Çözülecek Problemler >>
A - El-emin olmak yazısına göre:
(i) Ötekilere nasıl davranılacağı konusunda tek hüküm belirleyici merci kimdir?
(ii) Vefasızlığa örnek olarak hangi iki davranış gösterilir?
(iii) Anılan üç ayet kimin, kavmine yönelik uyarılarıdır?
B - Kayıtların tamamını, "even-odd" yerine "nonzero" gelecek biçimde güncelleyip yeniden yazın; geri kalan her şeyi değiştirmeden bırakın.

Belge Bölümü >>
========================
Nurefşan ERDEN
EL- EMİN OLMAK
Herkesin bir ötekisi var. Ne yazık ki bu konuda bazı karmaşık davranışlar söz konusu. Müslümanlar mümeyyiz (iyiyi kötüden ayırt etme yetisine) bir anlayışa sahip olamıyorlar. Ötekiler olarak görülen kimselere ve onların sahip olduklarına karşı nasıl davranılması gerektiği hususunu da kendileri belirlemeye çalışıyorlar. Hal bu ki bu konuda da tek hüküm belirleyici merci Yüce Rabbimizdir.
Bu bağlamda kimi Müslümanlar, gerek birtakım kamu mallarına ve gerekse ‘inançsız’ olarak gördükleri kişilerin mallarına ve menfaatlerine yönelik ‘darul harpteyiz’ gibi gerekçelerle vefasızlık yapıyorlar. Elektriği kaçak kullanmak, toplu taşıma araçlarına biletsiz binmek gibi… Bu davranış tıpkı bir zamanlar Beni İsrail’in, "Ümmilere karşı bize sorumluluk yoktur" sözleriyle, Mekke Araplarının mallarını haksızca yemeyi helal sayan anlayışına (3/Al-i İmran, 75) benzemektedir. Beni İsrail’in bu tutumu nasıl batıl ve vefasızsa -ki Yahudiler bu zihniyetlerinden hiçbir şey değiştirmediler-, ‘Müslümanım’ diyen insanların bu tutum ve davranışları da batıl ve vefasızlıktır. Rabbimiz Allah yukarıda andığımız ayetlerde ölçüyü tartıyı tam yapmayı, insanların mallarını eksiltmemeyi açıkça emretmektedir. (7/A’raf, 85; 11/Hud, 85; 26/Şuara, 183) Bu ayetlerin üçü de Şuayb Peygamber’in, kavmine yönelik uyarılarıdır. Fakat hiçbir Müslüman, Allah’ın Medyen halkından istediğini bizden istemediğini iddia edemez.
========================
[Veri listesi]
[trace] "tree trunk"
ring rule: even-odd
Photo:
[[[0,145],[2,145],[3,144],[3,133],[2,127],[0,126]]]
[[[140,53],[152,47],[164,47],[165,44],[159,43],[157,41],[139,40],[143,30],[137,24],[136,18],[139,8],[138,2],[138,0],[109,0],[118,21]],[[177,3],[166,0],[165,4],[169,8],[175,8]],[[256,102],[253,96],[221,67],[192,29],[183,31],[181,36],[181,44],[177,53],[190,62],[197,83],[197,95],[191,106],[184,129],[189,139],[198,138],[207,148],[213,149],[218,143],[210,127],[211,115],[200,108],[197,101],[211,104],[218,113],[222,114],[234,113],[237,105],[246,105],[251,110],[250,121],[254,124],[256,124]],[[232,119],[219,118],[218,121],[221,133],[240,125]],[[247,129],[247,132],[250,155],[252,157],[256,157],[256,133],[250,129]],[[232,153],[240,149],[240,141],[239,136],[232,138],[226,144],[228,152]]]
========================
Görevlerin Çözümleri >>
A -
(i) Yüce Rabbimiz.
(ii) Elektriği kaçak kullanmak ve toplu taşıma araçlarına biletsiz binmek.
(iii) Şuayb Peygamber'in.

B -
[trace] "tree trunk"
ring rule: nonzero
Photo:
[[[0,145],[2,145],[3,144],[3,133],[2,127],[0,126]]]
[[[140,53],[152,47],[164,47],[165,44],[159,43],[157,41],[139,40],[143,30],[137,24],[136,18],[139,8],[138,2],[138,0],[109,0],[118,21]],[[177,3],[166,0],[165,4],[169,8],[175,8]],[[256,102],[253,96],[221,67],[192,29],[183,31],[181,36],[181,44],[177,53],[190,62],[197,83],[197,95],[191,106],[184,129],[189,139],[198,138],[207,148],[213,149],[218,143],[210,127],[211,115],[200,108],[197,101],[211,104],[218,113],[222,114],[234,113],[237,105],[246,105],[251,110],[250,121],[254,124],[256,124]],[[232,119],[219,118],[218,121],[221,133],[240,125]],[[247,129],[247,132],[250,155],[252,157],[256,157],[256,133],[250,129]],[[232,153],[240,149],[240,141],[239,136],[232,138],[226,144],[228,152]]]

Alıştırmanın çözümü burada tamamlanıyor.